----- Texto do documento
A falta que Bonifácio e Rui nos fazem
Esquecemos as advertências lançadas por José Bonifácio, o maior dos nossos poucos estadistas, na relação direta do esquecimento a que foi lançado, sobre o sortilégio das manipulações do poder. Lembremo-nos, ao menos, de Rui, tornado citação erudita ritual e conveniente de textos jurídicos, quando reclamava, nas frondes da República Velha, que “ainda não houve presidente nesta democracia republicana que respondesse por nenhum dos seus atos”. E arrematava afirmando que a Lei de Responsabilidade, nos crimes do chefe do Poder Executivo não fora adotada “senão para não se aplicar absolutamente nunca”. E avançava em considerações que retratam situações e circunstâncias que persistem hoje, ainda: “O presidencialismo brasileiro não é senão a ditadura em estado crônico, a irresponsabilidade geral, a irresponsabilidade consolidada, a irresponsabilidade sistemática do Poder Executivo”. Mudou o presidencialismo ou mudamos nós, em pouco mais de um século? Essas evidências ignoradas estão presentes nas alongadas discussões que dissimulam a retórica atrasada que cerca o velório alegre de nossas instituições.
As crises, como os problemas se desfazem por si mesmos, como pensava Dom João VI
Vivemos conjuntura agravada pela persistência em práticas historicamente repetitivas, muda-se a fachada suspeita de uma improvisada construção republicana, sem que se altere a estrutura em ruína; pavimenta-se uma ciclovia em encosta arriscada sem que se leve em consideração a força das marés e o transcurso do tempo útil. Segundo essa metodologia arcaica do governo do Estado, as crises só terminarão quando surgirem novas crises, umas empurrando as outras para os escaninhos do esquecimento, assim como temos vivido, desde que o Príncipe Regente pôs-se a deliciar-se, entre os seus estafantes afazeres da Coroa, com musicas sacras no Convento de Santo Antônio. E Dom Pedro II, nosso rei-ciência, deslumbrava-se com as descobertas arqueológicas do Egito… Confundem-se no varejo da incompetência histórica de nossos governantes as instituições, as políticas e as normas de Estado que definem compromissos de longo prazo – liberdade, segurança, bem estar, crescimento econômico e social, expansão do conhecimento — com as políticas de governo, instrumentais, estratégicas, sujeitas a mudanças para que as funções essências do Estado sejam cumpridas.
A seguir-se receita preservada entre nós para o governo do Estado, as crises político-institucionais e as que a elas se associam só se resolverão com o surgimento de novas crises, uma a empurrarem as outras para os escaninhos do esquecimento.
----------
----- Dados
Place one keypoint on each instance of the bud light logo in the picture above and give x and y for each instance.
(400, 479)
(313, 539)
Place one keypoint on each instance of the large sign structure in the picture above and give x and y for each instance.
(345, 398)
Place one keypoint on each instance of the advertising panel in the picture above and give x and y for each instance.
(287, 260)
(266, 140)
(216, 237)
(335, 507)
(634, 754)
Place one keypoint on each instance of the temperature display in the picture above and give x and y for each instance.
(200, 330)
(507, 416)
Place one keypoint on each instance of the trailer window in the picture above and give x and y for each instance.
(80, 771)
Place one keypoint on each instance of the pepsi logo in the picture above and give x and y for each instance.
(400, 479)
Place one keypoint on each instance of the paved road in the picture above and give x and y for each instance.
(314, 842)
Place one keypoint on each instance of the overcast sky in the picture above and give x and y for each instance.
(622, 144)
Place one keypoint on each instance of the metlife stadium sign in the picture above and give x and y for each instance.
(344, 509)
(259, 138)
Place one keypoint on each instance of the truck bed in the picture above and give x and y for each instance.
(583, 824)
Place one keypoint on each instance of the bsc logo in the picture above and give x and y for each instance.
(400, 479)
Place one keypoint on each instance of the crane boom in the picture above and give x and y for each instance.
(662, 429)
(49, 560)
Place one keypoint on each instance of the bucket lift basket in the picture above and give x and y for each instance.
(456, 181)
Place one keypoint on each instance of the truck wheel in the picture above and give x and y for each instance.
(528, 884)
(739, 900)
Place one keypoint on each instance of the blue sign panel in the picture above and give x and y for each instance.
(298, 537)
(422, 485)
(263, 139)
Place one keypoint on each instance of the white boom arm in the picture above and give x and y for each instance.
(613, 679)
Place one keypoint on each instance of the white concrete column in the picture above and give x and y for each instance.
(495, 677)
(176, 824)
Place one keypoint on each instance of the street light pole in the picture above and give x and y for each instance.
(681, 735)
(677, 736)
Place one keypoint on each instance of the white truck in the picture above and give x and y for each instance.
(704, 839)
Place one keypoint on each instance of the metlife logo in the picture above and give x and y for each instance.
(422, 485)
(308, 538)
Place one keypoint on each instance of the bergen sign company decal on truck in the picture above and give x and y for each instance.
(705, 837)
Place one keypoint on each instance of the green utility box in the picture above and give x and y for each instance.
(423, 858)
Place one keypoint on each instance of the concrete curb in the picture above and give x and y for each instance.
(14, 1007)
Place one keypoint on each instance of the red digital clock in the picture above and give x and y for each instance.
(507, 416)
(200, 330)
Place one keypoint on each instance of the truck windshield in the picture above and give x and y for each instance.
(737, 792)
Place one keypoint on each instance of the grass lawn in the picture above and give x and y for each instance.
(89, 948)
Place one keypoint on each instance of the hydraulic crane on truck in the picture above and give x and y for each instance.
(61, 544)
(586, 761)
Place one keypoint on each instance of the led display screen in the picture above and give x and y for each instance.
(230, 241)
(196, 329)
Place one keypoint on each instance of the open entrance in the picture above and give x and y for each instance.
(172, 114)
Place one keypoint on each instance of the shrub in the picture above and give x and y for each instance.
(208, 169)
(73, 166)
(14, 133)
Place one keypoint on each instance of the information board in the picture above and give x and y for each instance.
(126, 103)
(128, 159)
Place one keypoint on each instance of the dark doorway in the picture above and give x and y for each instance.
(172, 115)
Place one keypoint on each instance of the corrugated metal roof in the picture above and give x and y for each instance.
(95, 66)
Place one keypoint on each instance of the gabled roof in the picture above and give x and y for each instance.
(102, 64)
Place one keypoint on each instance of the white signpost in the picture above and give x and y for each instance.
----------
# Objetivo:
No texto sobre José Bonifácio e Rui, com que propósito Rui afirmava ter sido adotada a Lei de Responsabilidade nos crimes do chefe do Poder Executivo? As linhas provêm de outra fonte.

# Resposta:
Para não se aplicar absolutamente nunca.